= TASK DESCRIPTION =
Go to the line containing "ask: trace the outline of every instance of the wooden" in the records below and print it and every following line exactly, on through the line containing "ask: trace the outline of every instance of the <item>golden", then stop.

= DATA EXTRACTS =
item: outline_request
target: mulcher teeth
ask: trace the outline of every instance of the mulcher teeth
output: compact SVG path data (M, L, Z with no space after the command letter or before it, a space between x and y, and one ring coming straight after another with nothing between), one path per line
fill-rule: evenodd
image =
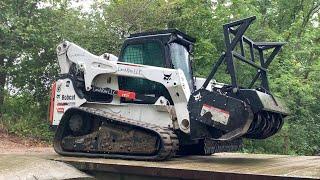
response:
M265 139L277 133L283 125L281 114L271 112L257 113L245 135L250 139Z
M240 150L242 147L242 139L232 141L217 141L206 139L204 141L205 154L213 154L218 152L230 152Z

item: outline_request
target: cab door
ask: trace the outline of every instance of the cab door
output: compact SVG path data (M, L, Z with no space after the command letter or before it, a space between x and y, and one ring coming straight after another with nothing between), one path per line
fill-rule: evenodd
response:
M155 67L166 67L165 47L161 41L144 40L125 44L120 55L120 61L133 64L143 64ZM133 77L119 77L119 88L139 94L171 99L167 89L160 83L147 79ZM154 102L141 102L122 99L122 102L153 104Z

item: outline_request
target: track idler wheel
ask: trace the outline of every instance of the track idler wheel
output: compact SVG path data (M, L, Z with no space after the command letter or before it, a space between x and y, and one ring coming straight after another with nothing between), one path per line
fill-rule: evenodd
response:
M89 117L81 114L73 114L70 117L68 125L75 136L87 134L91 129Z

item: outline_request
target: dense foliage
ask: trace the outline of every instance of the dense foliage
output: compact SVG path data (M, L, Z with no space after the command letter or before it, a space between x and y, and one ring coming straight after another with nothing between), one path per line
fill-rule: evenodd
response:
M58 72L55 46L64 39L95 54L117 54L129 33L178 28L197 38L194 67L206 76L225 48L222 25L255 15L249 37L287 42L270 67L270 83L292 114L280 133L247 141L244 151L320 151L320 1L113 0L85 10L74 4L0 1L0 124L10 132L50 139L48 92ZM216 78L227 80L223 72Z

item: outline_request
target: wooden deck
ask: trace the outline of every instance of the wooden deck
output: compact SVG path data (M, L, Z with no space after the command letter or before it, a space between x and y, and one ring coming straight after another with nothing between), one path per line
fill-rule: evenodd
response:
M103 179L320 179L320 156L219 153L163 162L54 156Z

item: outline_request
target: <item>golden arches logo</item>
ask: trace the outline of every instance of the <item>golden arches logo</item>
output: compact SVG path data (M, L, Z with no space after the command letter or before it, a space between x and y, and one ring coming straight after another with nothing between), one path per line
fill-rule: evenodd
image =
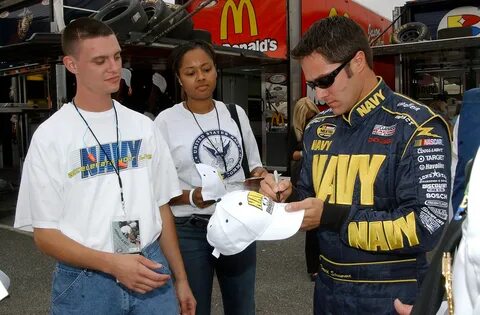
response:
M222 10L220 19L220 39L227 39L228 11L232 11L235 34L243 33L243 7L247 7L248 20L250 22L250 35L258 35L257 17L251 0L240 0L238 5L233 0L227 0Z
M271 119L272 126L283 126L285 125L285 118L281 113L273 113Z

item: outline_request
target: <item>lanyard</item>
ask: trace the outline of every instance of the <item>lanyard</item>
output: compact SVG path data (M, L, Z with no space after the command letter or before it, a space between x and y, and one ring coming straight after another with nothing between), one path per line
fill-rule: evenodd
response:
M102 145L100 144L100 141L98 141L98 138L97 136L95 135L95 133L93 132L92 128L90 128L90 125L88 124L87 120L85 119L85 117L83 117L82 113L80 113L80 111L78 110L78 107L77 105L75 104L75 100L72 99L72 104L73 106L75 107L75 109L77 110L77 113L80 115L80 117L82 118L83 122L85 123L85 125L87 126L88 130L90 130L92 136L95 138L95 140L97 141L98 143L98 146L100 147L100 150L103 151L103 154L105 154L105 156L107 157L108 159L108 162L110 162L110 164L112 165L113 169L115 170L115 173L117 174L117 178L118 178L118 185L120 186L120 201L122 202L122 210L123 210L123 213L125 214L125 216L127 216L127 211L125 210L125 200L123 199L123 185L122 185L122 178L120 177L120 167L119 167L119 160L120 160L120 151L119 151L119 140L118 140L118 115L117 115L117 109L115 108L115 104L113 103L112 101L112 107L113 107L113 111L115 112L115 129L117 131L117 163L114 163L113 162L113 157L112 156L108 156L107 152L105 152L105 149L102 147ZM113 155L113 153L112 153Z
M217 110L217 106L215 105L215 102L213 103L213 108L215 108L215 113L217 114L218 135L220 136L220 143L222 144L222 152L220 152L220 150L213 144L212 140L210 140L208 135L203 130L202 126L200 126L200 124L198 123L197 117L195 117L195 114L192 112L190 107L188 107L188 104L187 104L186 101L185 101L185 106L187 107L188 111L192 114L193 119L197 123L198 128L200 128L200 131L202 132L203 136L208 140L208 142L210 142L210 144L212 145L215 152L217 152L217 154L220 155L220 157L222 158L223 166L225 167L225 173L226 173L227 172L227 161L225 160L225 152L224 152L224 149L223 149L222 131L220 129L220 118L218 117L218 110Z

= EXPECTED ANSWER =
ask: trace the outline of every instance of the wooden deck
output: compact SVG path data (M, L, Z with no space after the command letter or before it, a space between x and y, and one ring coming straight after another with nothing between), one path per line
fill-rule: evenodd
response:
M103 179L320 179L320 156L219 153L163 162L54 156Z

item: outline_request
target: <item>golden arches logo</item>
ask: trace the outline of every instance of the <item>golden arches logo</item>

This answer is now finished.